SUPPLIED MATERIAL:
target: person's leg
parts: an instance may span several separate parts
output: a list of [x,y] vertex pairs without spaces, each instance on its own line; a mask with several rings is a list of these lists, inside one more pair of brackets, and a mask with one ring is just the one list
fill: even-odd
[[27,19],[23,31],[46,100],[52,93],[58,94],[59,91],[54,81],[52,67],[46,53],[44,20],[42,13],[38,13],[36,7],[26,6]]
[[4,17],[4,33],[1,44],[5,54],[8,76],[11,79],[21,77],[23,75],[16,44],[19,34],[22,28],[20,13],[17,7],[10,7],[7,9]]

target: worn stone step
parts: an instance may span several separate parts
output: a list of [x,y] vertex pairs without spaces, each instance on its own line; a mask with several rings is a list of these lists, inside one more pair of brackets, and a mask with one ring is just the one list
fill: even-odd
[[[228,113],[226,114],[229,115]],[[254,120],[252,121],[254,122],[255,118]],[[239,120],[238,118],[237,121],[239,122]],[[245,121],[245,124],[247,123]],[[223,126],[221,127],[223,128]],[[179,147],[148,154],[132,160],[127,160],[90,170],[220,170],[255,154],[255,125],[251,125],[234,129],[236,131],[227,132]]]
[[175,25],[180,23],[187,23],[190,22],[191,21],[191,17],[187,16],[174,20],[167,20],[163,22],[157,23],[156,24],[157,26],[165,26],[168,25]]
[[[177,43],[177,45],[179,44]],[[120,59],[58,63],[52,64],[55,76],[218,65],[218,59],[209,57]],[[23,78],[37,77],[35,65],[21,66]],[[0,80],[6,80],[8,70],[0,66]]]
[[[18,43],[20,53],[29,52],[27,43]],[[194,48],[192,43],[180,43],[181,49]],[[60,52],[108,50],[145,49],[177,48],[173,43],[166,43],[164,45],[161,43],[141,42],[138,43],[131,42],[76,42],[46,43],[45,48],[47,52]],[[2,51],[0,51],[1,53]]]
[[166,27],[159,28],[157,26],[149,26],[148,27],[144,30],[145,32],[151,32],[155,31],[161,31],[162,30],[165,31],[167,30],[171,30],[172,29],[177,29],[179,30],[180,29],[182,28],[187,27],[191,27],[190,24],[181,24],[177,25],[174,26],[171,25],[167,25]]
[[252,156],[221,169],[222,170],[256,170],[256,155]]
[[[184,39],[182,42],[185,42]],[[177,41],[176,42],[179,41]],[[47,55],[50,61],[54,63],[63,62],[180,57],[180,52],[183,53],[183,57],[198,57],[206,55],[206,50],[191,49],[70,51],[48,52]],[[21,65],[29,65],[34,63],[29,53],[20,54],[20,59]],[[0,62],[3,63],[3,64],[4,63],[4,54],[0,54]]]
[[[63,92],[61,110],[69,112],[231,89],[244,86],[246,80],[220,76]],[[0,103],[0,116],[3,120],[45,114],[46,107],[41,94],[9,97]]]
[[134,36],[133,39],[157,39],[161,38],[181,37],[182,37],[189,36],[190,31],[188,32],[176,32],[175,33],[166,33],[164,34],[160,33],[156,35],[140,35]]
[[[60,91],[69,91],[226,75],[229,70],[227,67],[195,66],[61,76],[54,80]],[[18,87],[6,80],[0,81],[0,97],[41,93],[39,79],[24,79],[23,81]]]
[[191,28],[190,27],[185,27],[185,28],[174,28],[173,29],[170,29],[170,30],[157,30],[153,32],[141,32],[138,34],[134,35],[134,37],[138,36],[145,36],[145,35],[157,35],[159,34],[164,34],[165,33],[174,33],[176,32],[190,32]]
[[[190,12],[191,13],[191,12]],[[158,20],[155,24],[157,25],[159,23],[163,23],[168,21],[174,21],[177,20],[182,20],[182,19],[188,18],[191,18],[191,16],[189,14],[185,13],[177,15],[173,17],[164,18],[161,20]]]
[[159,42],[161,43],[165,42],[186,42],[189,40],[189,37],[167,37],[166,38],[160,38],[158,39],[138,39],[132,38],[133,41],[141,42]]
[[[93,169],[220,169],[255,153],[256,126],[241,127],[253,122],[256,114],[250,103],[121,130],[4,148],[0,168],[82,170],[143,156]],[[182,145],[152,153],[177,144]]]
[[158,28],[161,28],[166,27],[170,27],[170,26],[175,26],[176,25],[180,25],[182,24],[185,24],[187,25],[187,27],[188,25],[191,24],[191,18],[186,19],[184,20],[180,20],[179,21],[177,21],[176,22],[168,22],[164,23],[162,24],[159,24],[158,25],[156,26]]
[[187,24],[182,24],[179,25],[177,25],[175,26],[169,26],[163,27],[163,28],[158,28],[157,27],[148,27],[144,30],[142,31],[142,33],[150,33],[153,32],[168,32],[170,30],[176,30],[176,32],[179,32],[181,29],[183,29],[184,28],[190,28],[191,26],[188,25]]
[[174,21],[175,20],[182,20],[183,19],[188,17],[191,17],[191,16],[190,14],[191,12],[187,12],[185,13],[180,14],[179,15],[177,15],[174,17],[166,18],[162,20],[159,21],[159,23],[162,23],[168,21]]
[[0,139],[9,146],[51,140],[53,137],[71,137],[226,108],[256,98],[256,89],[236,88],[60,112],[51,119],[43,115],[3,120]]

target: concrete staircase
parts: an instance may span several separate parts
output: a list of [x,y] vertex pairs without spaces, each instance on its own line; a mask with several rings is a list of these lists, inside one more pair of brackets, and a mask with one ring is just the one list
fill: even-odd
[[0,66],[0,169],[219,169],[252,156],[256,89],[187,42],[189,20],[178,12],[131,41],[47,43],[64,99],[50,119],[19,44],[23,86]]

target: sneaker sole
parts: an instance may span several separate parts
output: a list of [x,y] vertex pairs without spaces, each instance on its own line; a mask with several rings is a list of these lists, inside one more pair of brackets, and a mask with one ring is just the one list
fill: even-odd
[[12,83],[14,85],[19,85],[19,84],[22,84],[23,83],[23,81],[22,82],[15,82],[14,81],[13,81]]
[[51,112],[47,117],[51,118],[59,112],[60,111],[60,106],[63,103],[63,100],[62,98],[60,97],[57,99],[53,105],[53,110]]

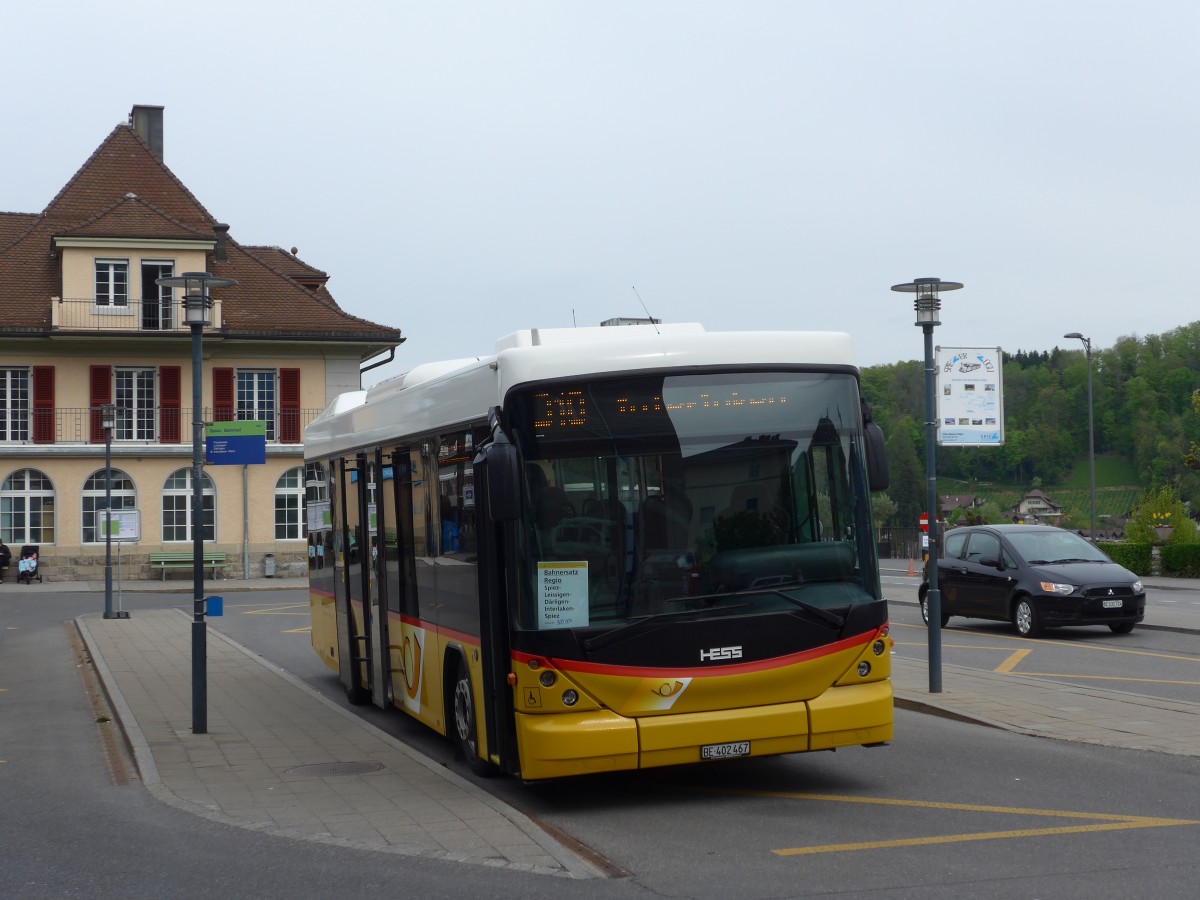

YOUR GOAL:
Reproduce word for word the part of the records above that starts with the line containing "target: concrete staircase" and continues to the end of the records, leaving the pictures out of your answer.

ANSWER FOR THE TASK:
target: concrete staircase
parts: an instance may span several separate parts
output: a list of [x,y] vertex pairs without spaces, each instance on its own line; a mask with several rings is a list of these lists, inside one more pair of brackets, and a mask with one ring is just the one list
fill: even-odd
[[0,66],[0,169],[219,169],[252,156],[256,89],[187,42],[189,20],[178,12],[131,41],[47,43],[64,99],[50,119],[19,44],[23,86]]

target: sneaker sole
parts: an instance may span several separate parts
output: a list of [x,y] vertex pairs without spaces, each instance on its own line; a mask with several rings is a list of these lists, inside one more pair of brackets, and a mask with one ring is just the one list
fill: even-odd
[[12,83],[14,85],[19,85],[19,84],[22,84],[23,83],[23,81],[22,82],[15,82],[14,81],[13,81]]
[[51,112],[47,117],[51,118],[59,112],[60,111],[60,106],[63,103],[63,100],[62,98],[60,97],[57,99],[53,105],[53,110]]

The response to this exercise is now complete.